### Your task
Write out the listing below in full and exactly, leaving out every picture.

### Extracted entries
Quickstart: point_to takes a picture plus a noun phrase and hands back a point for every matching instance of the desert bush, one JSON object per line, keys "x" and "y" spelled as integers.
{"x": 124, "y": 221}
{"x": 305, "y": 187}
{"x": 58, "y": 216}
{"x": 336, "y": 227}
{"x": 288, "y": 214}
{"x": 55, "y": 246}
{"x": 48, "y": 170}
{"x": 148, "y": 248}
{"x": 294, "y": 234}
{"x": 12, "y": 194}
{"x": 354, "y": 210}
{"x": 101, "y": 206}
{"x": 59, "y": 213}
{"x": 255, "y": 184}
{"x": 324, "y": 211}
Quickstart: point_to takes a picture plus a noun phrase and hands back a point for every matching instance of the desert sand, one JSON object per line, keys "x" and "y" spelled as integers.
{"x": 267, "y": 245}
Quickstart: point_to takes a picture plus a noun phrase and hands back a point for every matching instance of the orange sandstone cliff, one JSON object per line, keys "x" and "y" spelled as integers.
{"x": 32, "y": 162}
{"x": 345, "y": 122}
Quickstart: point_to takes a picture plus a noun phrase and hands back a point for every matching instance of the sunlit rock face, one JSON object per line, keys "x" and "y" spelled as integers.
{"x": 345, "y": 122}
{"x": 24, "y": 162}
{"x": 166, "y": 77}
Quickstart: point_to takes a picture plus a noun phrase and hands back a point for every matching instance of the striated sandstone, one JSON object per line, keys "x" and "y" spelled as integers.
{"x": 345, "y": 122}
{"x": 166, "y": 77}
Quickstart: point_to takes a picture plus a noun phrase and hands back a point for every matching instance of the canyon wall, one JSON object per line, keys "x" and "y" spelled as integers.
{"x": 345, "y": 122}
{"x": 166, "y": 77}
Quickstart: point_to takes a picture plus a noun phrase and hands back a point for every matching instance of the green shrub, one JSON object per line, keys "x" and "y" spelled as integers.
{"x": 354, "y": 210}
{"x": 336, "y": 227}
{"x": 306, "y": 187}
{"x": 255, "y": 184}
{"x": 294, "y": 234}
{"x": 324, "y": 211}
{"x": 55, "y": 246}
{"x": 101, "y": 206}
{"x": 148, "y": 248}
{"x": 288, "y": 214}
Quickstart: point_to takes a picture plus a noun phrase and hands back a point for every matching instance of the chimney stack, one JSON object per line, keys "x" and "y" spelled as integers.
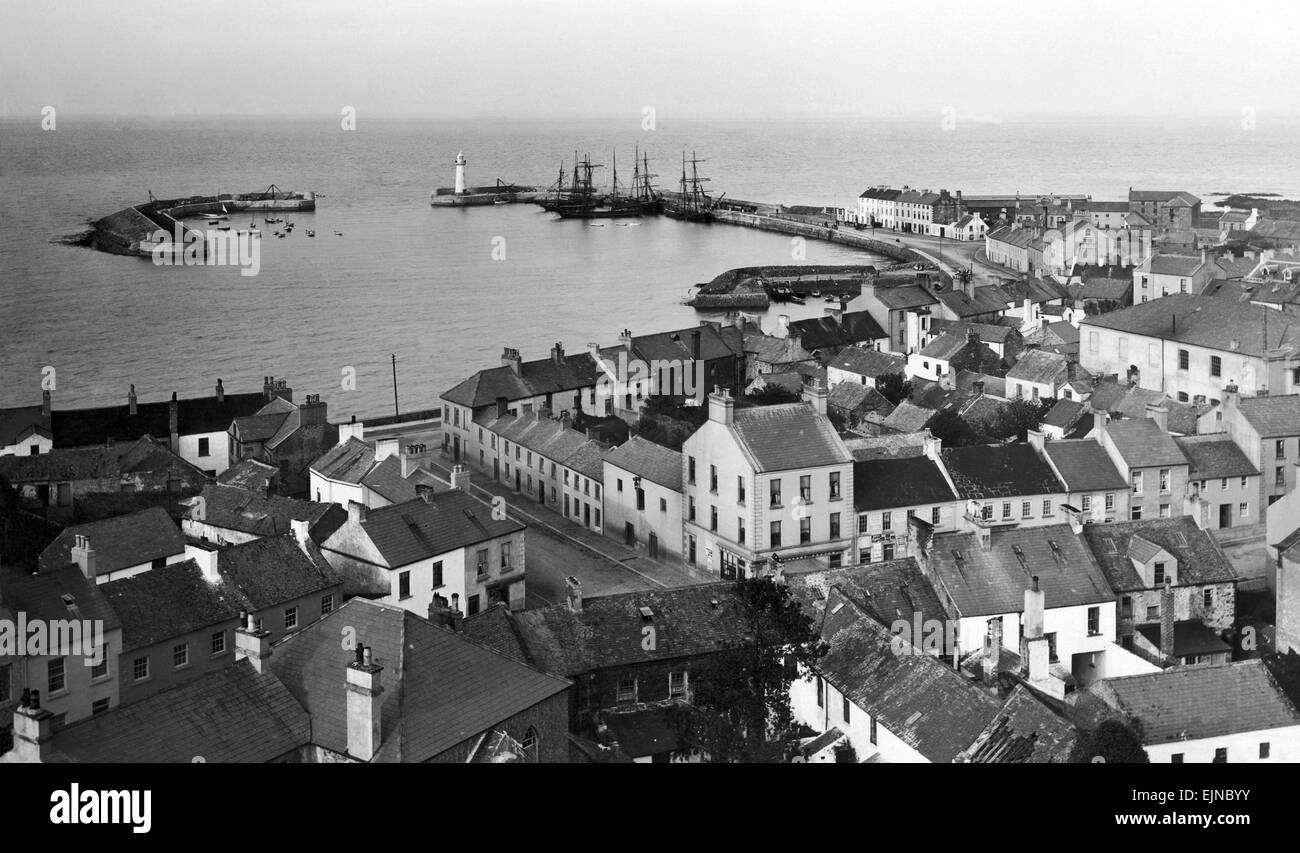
{"x": 83, "y": 555}
{"x": 1166, "y": 622}
{"x": 573, "y": 593}
{"x": 364, "y": 700}
{"x": 722, "y": 407}
{"x": 252, "y": 643}
{"x": 992, "y": 650}
{"x": 460, "y": 477}
{"x": 33, "y": 728}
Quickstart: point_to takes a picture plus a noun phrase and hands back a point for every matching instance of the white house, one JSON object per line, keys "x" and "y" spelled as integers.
{"x": 1227, "y": 713}
{"x": 642, "y": 497}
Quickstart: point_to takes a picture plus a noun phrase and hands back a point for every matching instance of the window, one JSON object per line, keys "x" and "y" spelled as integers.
{"x": 100, "y": 669}
{"x": 56, "y": 674}
{"x": 676, "y": 684}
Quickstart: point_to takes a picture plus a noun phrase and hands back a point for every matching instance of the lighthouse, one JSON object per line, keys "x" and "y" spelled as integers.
{"x": 460, "y": 173}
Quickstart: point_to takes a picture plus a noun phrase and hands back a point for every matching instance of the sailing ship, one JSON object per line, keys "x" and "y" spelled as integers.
{"x": 692, "y": 202}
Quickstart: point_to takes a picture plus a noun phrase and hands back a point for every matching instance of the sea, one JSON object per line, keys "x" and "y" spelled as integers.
{"x": 446, "y": 289}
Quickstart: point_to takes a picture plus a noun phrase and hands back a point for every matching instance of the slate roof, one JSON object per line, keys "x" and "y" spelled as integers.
{"x": 385, "y": 480}
{"x": 871, "y": 363}
{"x": 818, "y": 333}
{"x": 346, "y": 462}
{"x": 440, "y": 687}
{"x": 649, "y": 460}
{"x": 47, "y": 594}
{"x": 1272, "y": 416}
{"x": 1204, "y": 321}
{"x": 787, "y": 437}
{"x": 1084, "y": 464}
{"x": 887, "y": 484}
{"x": 17, "y": 420}
{"x": 993, "y": 581}
{"x": 416, "y": 529}
{"x": 1036, "y": 366}
{"x": 536, "y": 379}
{"x": 169, "y": 602}
{"x": 259, "y": 514}
{"x": 1142, "y": 444}
{"x": 229, "y": 715}
{"x": 917, "y": 697}
{"x": 1025, "y": 731}
{"x": 87, "y": 427}
{"x": 1214, "y": 457}
{"x": 274, "y": 570}
{"x": 1200, "y": 562}
{"x": 609, "y": 629}
{"x": 118, "y": 542}
{"x": 999, "y": 471}
{"x": 1201, "y": 701}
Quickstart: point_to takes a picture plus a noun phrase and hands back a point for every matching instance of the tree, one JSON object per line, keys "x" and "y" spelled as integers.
{"x": 741, "y": 695}
{"x": 1112, "y": 741}
{"x": 895, "y": 386}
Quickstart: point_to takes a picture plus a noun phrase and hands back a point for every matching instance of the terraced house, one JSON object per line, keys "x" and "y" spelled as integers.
{"x": 763, "y": 483}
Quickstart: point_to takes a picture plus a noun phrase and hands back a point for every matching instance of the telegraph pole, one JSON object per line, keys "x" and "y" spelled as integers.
{"x": 395, "y": 384}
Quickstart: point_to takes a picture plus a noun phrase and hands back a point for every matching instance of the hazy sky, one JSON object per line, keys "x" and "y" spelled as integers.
{"x": 705, "y": 59}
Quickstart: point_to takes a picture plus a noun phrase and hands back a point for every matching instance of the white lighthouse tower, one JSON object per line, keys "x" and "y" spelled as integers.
{"x": 460, "y": 173}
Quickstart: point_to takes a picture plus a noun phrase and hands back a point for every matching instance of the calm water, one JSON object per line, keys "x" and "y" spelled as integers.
{"x": 423, "y": 282}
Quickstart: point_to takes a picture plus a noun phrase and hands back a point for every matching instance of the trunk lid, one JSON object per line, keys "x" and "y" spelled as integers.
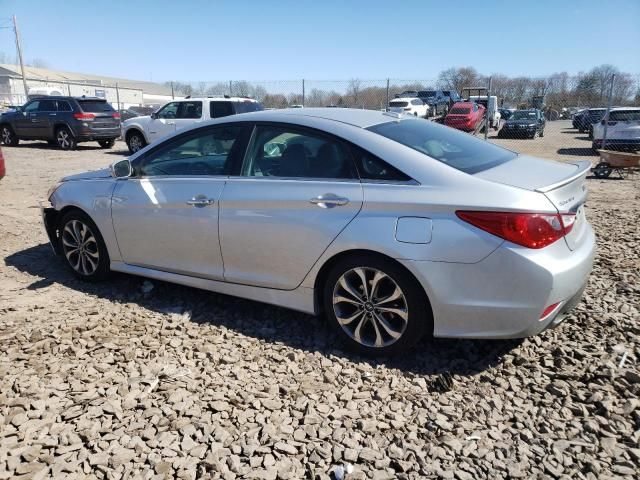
{"x": 562, "y": 183}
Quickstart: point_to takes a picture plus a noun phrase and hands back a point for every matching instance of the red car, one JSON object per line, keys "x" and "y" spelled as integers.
{"x": 465, "y": 116}
{"x": 2, "y": 167}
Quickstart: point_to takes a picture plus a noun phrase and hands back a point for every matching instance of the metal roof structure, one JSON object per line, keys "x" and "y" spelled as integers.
{"x": 46, "y": 74}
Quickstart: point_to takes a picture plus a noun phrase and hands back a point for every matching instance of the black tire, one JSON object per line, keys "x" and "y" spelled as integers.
{"x": 65, "y": 139}
{"x": 8, "y": 136}
{"x": 135, "y": 141}
{"x": 94, "y": 248}
{"x": 414, "y": 304}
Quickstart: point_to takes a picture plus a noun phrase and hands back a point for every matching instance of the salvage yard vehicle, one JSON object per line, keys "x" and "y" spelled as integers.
{"x": 524, "y": 124}
{"x": 411, "y": 106}
{"x": 465, "y": 116}
{"x": 140, "y": 131}
{"x": 391, "y": 226}
{"x": 623, "y": 130}
{"x": 62, "y": 121}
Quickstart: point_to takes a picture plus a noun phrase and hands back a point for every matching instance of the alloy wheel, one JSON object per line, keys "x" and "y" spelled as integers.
{"x": 64, "y": 141}
{"x": 80, "y": 247}
{"x": 370, "y": 307}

### Written solution
Quickstart: point_to takes a picture plus a noun phrase and hands back a point for every matching instance of the desert bush, one JSON object per line, keys "x" and "y" spelled as integers.
{"x": 124, "y": 221}
{"x": 305, "y": 187}
{"x": 58, "y": 216}
{"x": 336, "y": 227}
{"x": 288, "y": 214}
{"x": 55, "y": 246}
{"x": 48, "y": 170}
{"x": 148, "y": 248}
{"x": 294, "y": 234}
{"x": 12, "y": 194}
{"x": 354, "y": 210}
{"x": 101, "y": 206}
{"x": 59, "y": 213}
{"x": 255, "y": 184}
{"x": 324, "y": 211}
Quickstart: point_to takes a picture plus a noun phrase and hands back a point for every matching instance of the desert sand, one JSON object per line, keys "x" and "y" spelled as integers.
{"x": 267, "y": 245}
Quickstart: point_to takes a picture plus a noun phrase and hands back a point for every matching instance of the orange sandstone cliff, one JSON object per line, keys "x" and "y" spelled as integers.
{"x": 32, "y": 162}
{"x": 345, "y": 122}
Quickstart: point_to takes a picture plus a noun phrase and hands back a point for every matching instance of the sunlit rock face, one JSON object per line, keys "x" and "y" spelled as integers.
{"x": 345, "y": 122}
{"x": 24, "y": 162}
{"x": 166, "y": 77}
Quickstart: point_to takes a picture plus a noun phrase and hands back a point for every matching instance of the striated sandstone, one JSON object per line, keys "x" and "y" spelled as integers.
{"x": 345, "y": 122}
{"x": 166, "y": 77}
Quickstart: point_to takes a picture plus a noun phrase and hands back a point for every matching instance of the canyon wall, one JSON object per line, keys "x" and "y" spelled as integers.
{"x": 345, "y": 122}
{"x": 166, "y": 77}
Quickstart: point_to takes a picture plus a noun phrase and hands back a point for every matching instance of the green shrub, one JSON object per line, keys "x" and "y" spelled as integers.
{"x": 354, "y": 210}
{"x": 336, "y": 227}
{"x": 306, "y": 187}
{"x": 255, "y": 184}
{"x": 294, "y": 234}
{"x": 324, "y": 211}
{"x": 55, "y": 246}
{"x": 101, "y": 206}
{"x": 148, "y": 248}
{"x": 288, "y": 214}
Quickstart: point_to takes a picture plus a noun phrase and hands back a point for every matching instance of the chimney stack, one JSON object per line, keys "x" and "y" spelled as integers.
{"x": 83, "y": 555}
{"x": 1166, "y": 622}
{"x": 573, "y": 593}
{"x": 364, "y": 700}
{"x": 722, "y": 407}
{"x": 252, "y": 643}
{"x": 992, "y": 650}
{"x": 460, "y": 477}
{"x": 33, "y": 728}
Quickstart: point_to takes a picture plus a noun phrase and hands back a point for every matching instance of the white house, one JSON object per line, keys "x" and "y" spelled as integers.
{"x": 1227, "y": 713}
{"x": 642, "y": 497}
Quickstart: point_to takes a picture plus a noun phrase and hands back a point for every matching instance of the window, one JSON object per line, keys "x" and "y" spelled as integers.
{"x": 100, "y": 669}
{"x": 56, "y": 674}
{"x": 676, "y": 684}
Quickstart: point_to takes a picture plus a noun phrase and hands back a point for every matching instance of the lighthouse, one JSON object per line, keys "x" and "y" spelled as integers.
{"x": 460, "y": 173}
Quickstart: point_to takes a picture plus a noun phrase and hands back a point for every matching instance of the sailing ship, one JSON object per line, keys "x" and "y" spelled as integers.
{"x": 692, "y": 202}
Quickstart: point_to takes a picture plus a noun phrase and hands back a point for every matching instance of the sea, one JSON object per line, keys "x" and "y" spelled as integers.
{"x": 446, "y": 289}
Quickstart: point_to takes a picture plus a noun phrase and hands back a point for every matching instance of the slate roof, one JSON object per line, keys "x" and "y" spelled as integers.
{"x": 385, "y": 480}
{"x": 871, "y": 363}
{"x": 818, "y": 333}
{"x": 346, "y": 462}
{"x": 440, "y": 687}
{"x": 649, "y": 460}
{"x": 47, "y": 594}
{"x": 1272, "y": 416}
{"x": 1204, "y": 321}
{"x": 787, "y": 437}
{"x": 1084, "y": 464}
{"x": 887, "y": 484}
{"x": 17, "y": 420}
{"x": 993, "y": 581}
{"x": 416, "y": 529}
{"x": 1036, "y": 366}
{"x": 536, "y": 379}
{"x": 169, "y": 602}
{"x": 259, "y": 514}
{"x": 1142, "y": 444}
{"x": 229, "y": 715}
{"x": 917, "y": 697}
{"x": 1025, "y": 731}
{"x": 87, "y": 427}
{"x": 1214, "y": 457}
{"x": 274, "y": 570}
{"x": 1200, "y": 562}
{"x": 609, "y": 629}
{"x": 118, "y": 542}
{"x": 999, "y": 471}
{"x": 1201, "y": 701}
Quickstart: point_to takes a picture plus a noun phrase and hands back a point for every matching instance of the tree, one JSON object per line, keys "x" and "y" spelled as integers.
{"x": 741, "y": 695}
{"x": 1112, "y": 741}
{"x": 895, "y": 386}
Quickstart: point_to takes a picture plus a noun phrase and hands back a point for every matching instance of the terraced house, one JSON object per line, keys "x" and "y" spelled as integers.
{"x": 763, "y": 483}
Quickstart: point_to takes a picture plus a noun phrase and hands back a point for every matching instance of the telegraph pole, one JSON object per line, keys "x" and "y" spelled as integers.
{"x": 395, "y": 384}
Quickstart: point_to takes a picture plus a noun phrase and hands back a point for every matching instance of the hazy sky, one JSON object per line, keys "x" and "y" spelled as integers.
{"x": 705, "y": 59}
Quickstart: point_to takes a picture plus a noun phrase and hands back a point for every matching instance of the white lighthouse tower, one JSON object per line, keys "x" and "y" spelled as integers.
{"x": 460, "y": 173}
Quickstart: point_to takes a picture plus a noun phrase and hands back a point for every matching instance of the calm water, one JSON object per line, keys "x" and "y" spelled as integers.
{"x": 423, "y": 282}
Quickstart: point_to takes a picture plus a noun phrase and hands back a point for every matching instance of the trunk lid, one JSON object per line, keys "x" and "y" spelled as integers.
{"x": 562, "y": 183}
Quickstart: point_to takes a picture plus a noun phrase and hands back a point for every matching instance of the red car, one JSON object per line, keys "x" and "y" spelled as integers.
{"x": 465, "y": 116}
{"x": 2, "y": 167}
Quickstart: point_to takes a picture plus a noun phrase and hands back a point for every matching instance of the metal roof structure, one JSON object per line, keys "x" and "y" spelled as integers.
{"x": 46, "y": 74}
Quickstart: point_to takes a picture plus a noun phrase and hands back a point for every matching instance of the black tire, one JSON object per line, keys "x" and "y" spelled as integers.
{"x": 65, "y": 139}
{"x": 8, "y": 136}
{"x": 135, "y": 141}
{"x": 94, "y": 248}
{"x": 414, "y": 304}
Quickstart: point_to takes a picture plus a noun phrase and hands back a point for every matching instance of the salvage yard vehicle, one JSON object per line, keys "x" and "y" spelled as integers.
{"x": 524, "y": 124}
{"x": 411, "y": 106}
{"x": 465, "y": 116}
{"x": 140, "y": 131}
{"x": 391, "y": 226}
{"x": 623, "y": 130}
{"x": 62, "y": 121}
Quickstart: point_to takes a picture plus a noun phrase and hands back a point for every matching instance of the alloy wheel, one JSON object per line, keys "x" and "y" spelled as integers.
{"x": 64, "y": 141}
{"x": 80, "y": 247}
{"x": 370, "y": 307}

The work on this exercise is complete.